Aim of the exercise: Return the records verbatim.

________________________________________

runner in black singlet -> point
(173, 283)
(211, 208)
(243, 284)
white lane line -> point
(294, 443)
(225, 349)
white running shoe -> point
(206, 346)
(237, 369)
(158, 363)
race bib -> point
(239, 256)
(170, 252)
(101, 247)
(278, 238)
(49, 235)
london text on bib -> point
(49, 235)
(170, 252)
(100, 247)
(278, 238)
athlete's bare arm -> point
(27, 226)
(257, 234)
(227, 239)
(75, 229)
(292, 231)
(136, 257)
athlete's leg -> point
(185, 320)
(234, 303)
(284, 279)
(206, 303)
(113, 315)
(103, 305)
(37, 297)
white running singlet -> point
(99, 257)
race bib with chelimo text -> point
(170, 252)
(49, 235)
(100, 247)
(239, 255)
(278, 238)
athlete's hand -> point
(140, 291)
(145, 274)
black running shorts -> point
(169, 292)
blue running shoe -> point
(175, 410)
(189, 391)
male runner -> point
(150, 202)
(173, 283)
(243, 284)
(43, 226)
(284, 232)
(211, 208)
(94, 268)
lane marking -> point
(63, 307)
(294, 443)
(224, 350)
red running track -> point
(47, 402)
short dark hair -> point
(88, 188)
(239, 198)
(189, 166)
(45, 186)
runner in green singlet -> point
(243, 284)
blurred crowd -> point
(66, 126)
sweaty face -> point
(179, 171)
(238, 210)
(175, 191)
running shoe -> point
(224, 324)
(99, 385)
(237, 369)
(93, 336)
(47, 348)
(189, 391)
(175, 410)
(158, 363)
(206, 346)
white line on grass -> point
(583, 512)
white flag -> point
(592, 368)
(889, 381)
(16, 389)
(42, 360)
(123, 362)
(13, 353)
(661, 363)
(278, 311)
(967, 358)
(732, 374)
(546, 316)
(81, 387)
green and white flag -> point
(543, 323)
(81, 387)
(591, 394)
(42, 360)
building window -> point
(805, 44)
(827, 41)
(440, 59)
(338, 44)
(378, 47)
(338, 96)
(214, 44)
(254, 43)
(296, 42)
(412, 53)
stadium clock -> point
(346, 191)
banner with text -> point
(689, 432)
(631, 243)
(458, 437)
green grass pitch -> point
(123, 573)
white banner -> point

________________________________________

Output for this exercise:
runner in black singlet -> point
(173, 283)
(211, 208)
(243, 284)
white lane line -> point
(294, 443)
(225, 349)
white running shoe -> point
(206, 346)
(237, 369)
(158, 363)
race bib -> point
(239, 256)
(170, 252)
(101, 247)
(278, 238)
(49, 235)
london text on bib -> point
(49, 235)
(170, 252)
(100, 247)
(278, 238)
athlete's bare arm -> point
(27, 226)
(257, 234)
(227, 239)
(75, 229)
(292, 231)
(136, 257)
athlete's leg -> point
(185, 320)
(234, 303)
(284, 279)
(206, 303)
(113, 315)
(103, 305)
(37, 297)
white running singlet -> point
(99, 257)
race bib with chelimo text -> point
(170, 252)
(49, 235)
(100, 247)
(239, 255)
(278, 238)
athlete's hand -> point
(140, 291)
(145, 274)
black running shorts -> point
(169, 292)
blue running shoe -> point
(175, 410)
(189, 391)
male runner -> point
(150, 202)
(173, 283)
(243, 284)
(43, 226)
(284, 232)
(211, 208)
(94, 268)
lane marking -> point
(63, 307)
(294, 443)
(224, 350)
red running track -> point
(47, 402)
short dark hair -> point
(88, 188)
(239, 198)
(189, 166)
(45, 186)
runner in green singlet -> point
(243, 284)
blurred crowd -> point
(66, 126)
sweaty face -> point
(179, 171)
(238, 210)
(175, 191)
running shoe -> point
(224, 324)
(99, 385)
(237, 369)
(93, 336)
(47, 348)
(189, 391)
(175, 410)
(158, 363)
(206, 346)
white line on grass -> point
(583, 512)
white flag -> point
(592, 368)
(889, 381)
(16, 389)
(42, 360)
(123, 362)
(13, 353)
(661, 363)
(278, 311)
(967, 358)
(732, 374)
(546, 316)
(81, 387)
green and white flag -> point
(543, 323)
(81, 387)
(591, 394)
(42, 360)
building window -> point
(805, 44)
(827, 41)
(440, 59)
(338, 44)
(378, 47)
(338, 96)
(214, 44)
(254, 43)
(296, 42)
(412, 53)
stadium clock -> point
(346, 191)
banner with text -> point
(689, 432)
(631, 243)
(458, 437)
green grass pitch -> point
(123, 573)
white banner -> point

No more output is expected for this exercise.